_Exercise_
Rewrite every line of the records, replacing "wooden privacy fence" with "chain-link fence" and leaving everything else as it stands.

_Data supplied_
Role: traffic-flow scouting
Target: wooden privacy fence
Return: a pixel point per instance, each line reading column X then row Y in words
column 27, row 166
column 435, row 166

_Written solution_
Role: traffic-flow scouting
Target: chain-link fence
Return: a pixel point per instance, each line reading column X then row Y in words
column 27, row 166
column 435, row 166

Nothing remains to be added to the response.